> _BRIEF_
Answer these questions using the VIP211 forum thread:
1. Which software version was one of shultz's receivers upgraded to?
2. How do the updates reach the receivers?
3. According to what E* is saying, what causes HDMI problems?
# TEXT PROVIDED start
# VIP211 Software Question



## shultz (Jun 21, 2006)

How does dish release software upgrades? I read yesterday they were going to release an upgrade for the 211. I checked both of my 211 receivers this morning, and one receiver was upgraded to L.340, but the other one stayed at L.268! Just wondering how they can update one receiver but not the other one.


----------



## James Long (Apr 17, 2003)

E* targets receivers based on their model and serial numbers. Looks like one of your 211's is in the targeted range for the new software and the other one is not. In a few days E* will open up the targeting range to include all 211's.

(They like to do staged releases in case something got missed in testing. Missing something doesn't happen too often, but 13 million customers are going to come up with more ways to break a receiver than the relatively few beta testers.)

BTW: Updates come via satellite - it has nothing to do with phone lines.
(In case that was the next thought or for the next guy reading this. )


----------



## shultz (Jun 21, 2006)

Thanks James,
I knew they did it by sat, just didn't know how they got one and not the other.


----------



## dngrkit (Sep 14, 2006)

Is there a way of telling if the 211 I just received is new (recently made) or does this have anything to do with which 211 gets the new software release? Mine didn't and the HDMI port dosen't work. I know it's the 211 as opposed to the monitor as the HDMI works great with a HDMI DVD player.

The serial number is RBERCR01696G


----------



## dngrkit (Sep 14, 2006)

James Long said:


> E* targets receivers based on their model and serial numbers. Looks like one of your 211's is in the targeted range for the new software and the other one is not. In a few days E* will open up the targeting range to include all 211's.
> 
> (They like to do staged releases in case something got missed in testing. Missing something doesn't happen too often, but 13 million customers are going to come up with more ways to break a receiver than the relatively few beta testers.)
> 
> ...


E* seems to have dropped the HDMI issue, (if they bothered to test it prior to release of the 211). If I trust input from others on this board (which I do) what software is involved with a HDMI port on the monitor, that works fine for a DVD player? Others with the same monitor have working VIP211 units. To me the failure point is probably a bad HDMI connect on the 211?


----------



## James Long (Apr 17, 2003)

At this point E* is saying HDMI problems are hardware ... a poorly designed connector which they wish the industry would have designed better.

Initially there were software problems with HDMI (some TVs don't follow the standard so they had to work around). If HDMI _never_ worked it could be software. If HDMI _stopped_ working it is likely hardware.

At least that's the company line we were given on the Tech Forum broadcast.


----------
# TEXT PROVIDED end
# COLLECTED DATA start
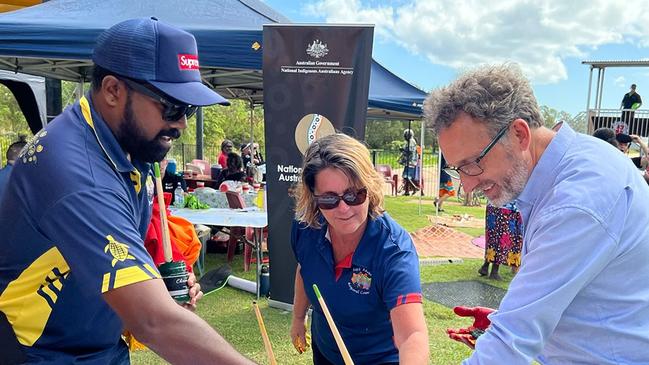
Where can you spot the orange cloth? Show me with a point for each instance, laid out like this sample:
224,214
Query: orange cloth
# COLLECTED DATA end
> _REPLY_
1. L.340
2. Via satellite
3. Hardware, namely a poorly designed connector